**Data listing**

^^^^

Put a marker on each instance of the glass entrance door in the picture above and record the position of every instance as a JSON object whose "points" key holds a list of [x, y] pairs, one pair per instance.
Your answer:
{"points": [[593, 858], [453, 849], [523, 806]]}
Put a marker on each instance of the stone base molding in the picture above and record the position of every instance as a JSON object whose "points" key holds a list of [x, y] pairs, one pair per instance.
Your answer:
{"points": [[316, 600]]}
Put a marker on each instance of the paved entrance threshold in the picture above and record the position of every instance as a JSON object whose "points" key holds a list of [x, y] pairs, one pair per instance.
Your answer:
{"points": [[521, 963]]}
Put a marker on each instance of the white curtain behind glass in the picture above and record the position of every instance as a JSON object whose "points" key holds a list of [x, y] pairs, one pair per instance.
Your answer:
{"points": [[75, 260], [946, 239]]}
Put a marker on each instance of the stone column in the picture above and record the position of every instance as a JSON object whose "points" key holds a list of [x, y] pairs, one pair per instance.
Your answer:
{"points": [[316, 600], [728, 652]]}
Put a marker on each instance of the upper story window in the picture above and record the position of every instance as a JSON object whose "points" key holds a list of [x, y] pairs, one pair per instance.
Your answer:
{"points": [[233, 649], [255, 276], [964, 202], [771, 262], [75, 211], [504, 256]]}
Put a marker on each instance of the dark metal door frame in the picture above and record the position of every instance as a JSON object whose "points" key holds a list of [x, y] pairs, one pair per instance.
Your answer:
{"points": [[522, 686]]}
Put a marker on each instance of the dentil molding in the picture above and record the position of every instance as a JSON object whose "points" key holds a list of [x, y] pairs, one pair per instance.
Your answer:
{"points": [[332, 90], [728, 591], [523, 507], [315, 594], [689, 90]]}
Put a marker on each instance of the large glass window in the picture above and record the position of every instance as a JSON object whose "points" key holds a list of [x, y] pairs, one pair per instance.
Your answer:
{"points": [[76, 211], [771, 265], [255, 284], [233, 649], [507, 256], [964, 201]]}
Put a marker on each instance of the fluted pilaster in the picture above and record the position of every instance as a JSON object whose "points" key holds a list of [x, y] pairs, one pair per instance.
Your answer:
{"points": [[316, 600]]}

^^^^

**Task requirements**
Rescale the part that opens with the line containing "Put a marker on each instance of the dark" and closes with the last line, both included. Write out every line in that part, requests included, multiplying each x and y coordinate in the answers by 2.25 and rounding to whole numbers, with halves rounded up.

**Solution to this task**
Put a marker on each instance of the dark metal door frame in the picture above and record the position of every instance as a JSON object whose "points" key holds a list of [x, y] pairs, one pair per instance.
Your answer:
{"points": [[1175, 1544]]}
Put a marker on each instance of the dentil molding in the picture above and record the position of every instance as a JSON object whose "points" key holds a list of [x, y] pairs, one pair per instance.
Your answer:
{"points": [[747, 203], [1638, 1330], [1177, 1141], [709, 1337], [1550, 203]]}
Put a marker on each instance of the large glass window in the picture above and record the position of every instance as a JSON object whose "points" key holds a list of [x, y] pairs, one pair per instance.
Your answer:
{"points": [[171, 475], [1735, 596], [574, 639], [524, 1460], [1141, 576], [2169, 452]]}
Put a marker on each instance of the fluted pilaster in the picture above and record the position of every instance as a JSON object whose "points" key holds a list of [x, y] pairs, one pair per instance.
Your answer:
{"points": [[711, 1350]]}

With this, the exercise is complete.